#### [EXERCISE DIRECTIONS]
Beneath this instruction is a listing; print exactly the lines in it starting at the line that contains "Where can you see the pigeon's breast" and going through the line that contains "column 66, row 250".

#### [EXCERPTED RECORDS]
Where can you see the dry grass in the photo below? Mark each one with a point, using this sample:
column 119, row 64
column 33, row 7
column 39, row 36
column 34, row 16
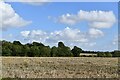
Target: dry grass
column 59, row 67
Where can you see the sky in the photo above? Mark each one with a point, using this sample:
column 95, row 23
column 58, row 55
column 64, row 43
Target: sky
column 88, row 25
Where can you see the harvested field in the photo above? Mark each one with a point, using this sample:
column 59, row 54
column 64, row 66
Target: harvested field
column 59, row 67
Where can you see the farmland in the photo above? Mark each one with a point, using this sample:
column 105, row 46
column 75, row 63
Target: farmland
column 59, row 67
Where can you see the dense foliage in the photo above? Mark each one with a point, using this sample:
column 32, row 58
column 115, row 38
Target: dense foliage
column 36, row 49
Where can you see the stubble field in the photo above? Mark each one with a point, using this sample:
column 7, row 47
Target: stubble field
column 59, row 67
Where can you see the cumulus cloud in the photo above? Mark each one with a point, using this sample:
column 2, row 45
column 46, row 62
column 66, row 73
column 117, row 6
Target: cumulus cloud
column 95, row 33
column 9, row 18
column 96, row 19
column 69, row 36
column 31, row 2
column 34, row 35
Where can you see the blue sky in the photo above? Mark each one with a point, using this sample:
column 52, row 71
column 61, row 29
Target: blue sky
column 58, row 21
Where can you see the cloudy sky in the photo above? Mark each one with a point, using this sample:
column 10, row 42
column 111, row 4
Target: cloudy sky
column 89, row 25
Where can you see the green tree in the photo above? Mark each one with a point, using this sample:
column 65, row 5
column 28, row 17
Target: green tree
column 76, row 51
column 17, row 43
column 61, row 44
column 54, row 51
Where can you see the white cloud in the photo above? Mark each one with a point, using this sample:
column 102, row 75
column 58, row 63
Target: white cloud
column 95, row 33
column 34, row 35
column 30, row 2
column 96, row 19
column 66, row 35
column 115, row 40
column 10, row 18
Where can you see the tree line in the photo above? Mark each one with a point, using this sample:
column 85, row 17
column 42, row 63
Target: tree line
column 37, row 49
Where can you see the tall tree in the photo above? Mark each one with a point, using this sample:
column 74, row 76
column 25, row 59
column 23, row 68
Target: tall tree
column 76, row 51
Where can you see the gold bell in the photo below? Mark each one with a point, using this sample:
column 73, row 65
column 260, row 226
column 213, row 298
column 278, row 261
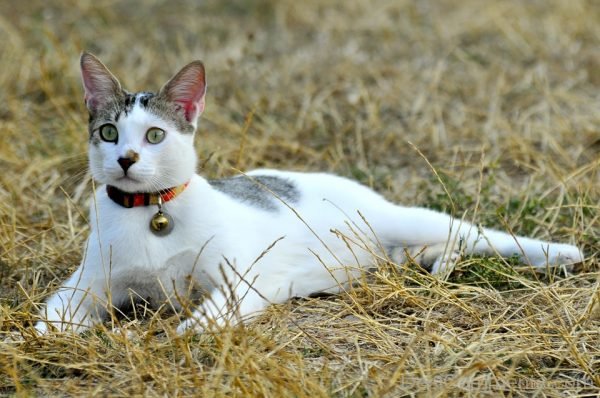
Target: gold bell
column 161, row 224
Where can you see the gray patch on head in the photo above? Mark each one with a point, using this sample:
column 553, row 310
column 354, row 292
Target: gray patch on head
column 259, row 191
column 122, row 103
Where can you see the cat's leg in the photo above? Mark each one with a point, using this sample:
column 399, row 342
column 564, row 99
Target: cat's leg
column 435, row 239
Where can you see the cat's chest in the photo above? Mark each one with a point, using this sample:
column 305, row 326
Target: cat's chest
column 126, row 235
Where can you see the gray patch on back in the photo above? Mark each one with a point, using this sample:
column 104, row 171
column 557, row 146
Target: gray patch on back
column 259, row 191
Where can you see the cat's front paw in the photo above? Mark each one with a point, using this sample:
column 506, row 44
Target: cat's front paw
column 192, row 324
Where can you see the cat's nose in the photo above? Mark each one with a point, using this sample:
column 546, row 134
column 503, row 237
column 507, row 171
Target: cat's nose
column 126, row 163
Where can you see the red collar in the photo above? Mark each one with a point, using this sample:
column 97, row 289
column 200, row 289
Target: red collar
column 129, row 200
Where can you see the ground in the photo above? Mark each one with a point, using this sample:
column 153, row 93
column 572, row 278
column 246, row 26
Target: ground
column 487, row 110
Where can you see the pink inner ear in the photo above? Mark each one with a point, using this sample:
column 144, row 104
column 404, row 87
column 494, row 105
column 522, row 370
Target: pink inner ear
column 192, row 108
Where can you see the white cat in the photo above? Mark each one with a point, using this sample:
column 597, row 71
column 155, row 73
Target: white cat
column 247, row 241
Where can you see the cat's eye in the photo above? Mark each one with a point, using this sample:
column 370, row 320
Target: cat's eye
column 155, row 135
column 109, row 133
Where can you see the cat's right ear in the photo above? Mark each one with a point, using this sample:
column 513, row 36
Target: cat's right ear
column 101, row 87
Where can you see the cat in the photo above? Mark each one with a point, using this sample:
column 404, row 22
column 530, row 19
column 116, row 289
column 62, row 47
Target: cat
column 160, row 231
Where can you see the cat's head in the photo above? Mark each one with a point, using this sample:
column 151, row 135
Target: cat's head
column 142, row 142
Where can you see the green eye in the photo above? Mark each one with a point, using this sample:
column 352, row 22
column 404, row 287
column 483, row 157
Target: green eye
column 109, row 133
column 155, row 135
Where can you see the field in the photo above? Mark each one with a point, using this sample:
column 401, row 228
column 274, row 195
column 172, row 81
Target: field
column 487, row 110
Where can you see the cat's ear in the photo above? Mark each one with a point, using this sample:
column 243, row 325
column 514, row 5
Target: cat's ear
column 187, row 89
column 101, row 87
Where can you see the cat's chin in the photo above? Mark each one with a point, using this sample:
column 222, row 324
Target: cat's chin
column 128, row 184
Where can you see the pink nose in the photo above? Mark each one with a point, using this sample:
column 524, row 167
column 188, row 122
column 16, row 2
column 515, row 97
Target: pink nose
column 125, row 163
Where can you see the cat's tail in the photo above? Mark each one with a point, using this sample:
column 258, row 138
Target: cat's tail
column 437, row 240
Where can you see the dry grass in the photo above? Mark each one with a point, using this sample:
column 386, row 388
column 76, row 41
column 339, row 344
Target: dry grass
column 502, row 98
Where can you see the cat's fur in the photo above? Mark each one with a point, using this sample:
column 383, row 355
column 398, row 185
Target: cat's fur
column 316, row 239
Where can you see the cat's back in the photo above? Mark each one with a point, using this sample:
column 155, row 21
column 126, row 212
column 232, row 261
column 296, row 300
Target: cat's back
column 269, row 189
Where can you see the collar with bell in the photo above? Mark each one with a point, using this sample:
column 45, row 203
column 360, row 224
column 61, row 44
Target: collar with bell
column 161, row 223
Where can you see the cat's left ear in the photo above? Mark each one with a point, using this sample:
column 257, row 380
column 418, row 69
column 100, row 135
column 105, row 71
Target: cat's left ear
column 101, row 86
column 187, row 89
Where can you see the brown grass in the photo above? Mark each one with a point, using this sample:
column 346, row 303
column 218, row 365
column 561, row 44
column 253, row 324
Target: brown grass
column 501, row 98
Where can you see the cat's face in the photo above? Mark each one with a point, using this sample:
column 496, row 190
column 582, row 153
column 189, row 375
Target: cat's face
column 142, row 142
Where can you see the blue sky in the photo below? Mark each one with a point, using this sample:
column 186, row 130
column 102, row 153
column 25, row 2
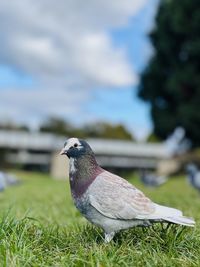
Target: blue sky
column 85, row 76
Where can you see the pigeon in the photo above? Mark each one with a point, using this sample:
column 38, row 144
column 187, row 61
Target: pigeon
column 152, row 180
column 193, row 176
column 109, row 201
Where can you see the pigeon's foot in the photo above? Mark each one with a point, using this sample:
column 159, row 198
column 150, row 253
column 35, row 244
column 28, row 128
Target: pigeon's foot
column 109, row 237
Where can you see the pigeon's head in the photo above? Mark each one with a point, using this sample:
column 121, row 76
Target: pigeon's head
column 74, row 148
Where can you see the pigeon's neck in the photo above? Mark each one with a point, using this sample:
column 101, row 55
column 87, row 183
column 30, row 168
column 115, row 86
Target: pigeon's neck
column 82, row 172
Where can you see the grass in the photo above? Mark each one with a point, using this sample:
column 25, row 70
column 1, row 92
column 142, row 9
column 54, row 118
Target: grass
column 39, row 226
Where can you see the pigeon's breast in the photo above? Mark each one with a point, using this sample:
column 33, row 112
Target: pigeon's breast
column 82, row 202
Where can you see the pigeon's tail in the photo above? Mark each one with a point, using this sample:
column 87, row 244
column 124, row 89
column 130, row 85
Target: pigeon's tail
column 173, row 215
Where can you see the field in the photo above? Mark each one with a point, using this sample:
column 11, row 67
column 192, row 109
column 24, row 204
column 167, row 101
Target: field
column 39, row 226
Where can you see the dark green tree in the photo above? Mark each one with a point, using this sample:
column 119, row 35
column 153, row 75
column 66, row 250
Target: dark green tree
column 171, row 81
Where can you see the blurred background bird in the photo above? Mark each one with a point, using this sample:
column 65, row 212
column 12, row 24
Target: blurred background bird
column 193, row 175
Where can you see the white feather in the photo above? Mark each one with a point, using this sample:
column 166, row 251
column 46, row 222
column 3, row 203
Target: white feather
column 171, row 215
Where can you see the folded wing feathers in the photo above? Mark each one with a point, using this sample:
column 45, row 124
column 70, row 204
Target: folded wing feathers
column 129, row 203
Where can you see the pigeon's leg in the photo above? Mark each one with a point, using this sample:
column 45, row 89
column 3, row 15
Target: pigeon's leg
column 109, row 237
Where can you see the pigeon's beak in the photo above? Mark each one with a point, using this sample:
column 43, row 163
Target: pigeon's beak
column 63, row 151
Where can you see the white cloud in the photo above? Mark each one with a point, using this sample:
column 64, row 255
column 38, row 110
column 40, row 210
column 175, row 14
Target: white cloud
column 65, row 46
column 55, row 39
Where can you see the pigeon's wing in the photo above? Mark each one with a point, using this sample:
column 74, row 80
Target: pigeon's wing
column 115, row 198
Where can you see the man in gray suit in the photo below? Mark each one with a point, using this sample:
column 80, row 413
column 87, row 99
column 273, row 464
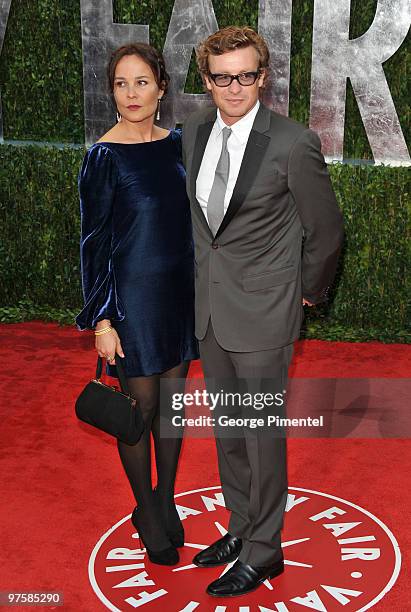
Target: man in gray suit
column 267, row 232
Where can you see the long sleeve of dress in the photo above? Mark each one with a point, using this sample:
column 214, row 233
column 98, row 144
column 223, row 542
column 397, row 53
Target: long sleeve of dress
column 97, row 187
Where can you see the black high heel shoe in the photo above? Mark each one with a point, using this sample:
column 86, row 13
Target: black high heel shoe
column 174, row 528
column 167, row 556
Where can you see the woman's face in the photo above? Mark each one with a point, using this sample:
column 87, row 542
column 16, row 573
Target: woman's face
column 135, row 89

#### [TASK RESULT]
Where can you see the pigeon's breast in the photo above? Mark each one with a point, using this sample:
column 33, row 112
Target: pigeon's breast
column 82, row 202
Where can you see the pigeon's tail in the photo above? Mark each one with a point, using this sample:
column 87, row 244
column 124, row 89
column 130, row 85
Target: pigeon's tail
column 173, row 215
Where can you see the field in the photo above? Mark each one with a point, using this sample:
column 11, row 67
column 192, row 109
column 24, row 204
column 167, row 101
Target: field
column 39, row 226
Where can you see the dark green tree in the photo above? Mark each one with a point, using this sample:
column 119, row 35
column 153, row 75
column 66, row 250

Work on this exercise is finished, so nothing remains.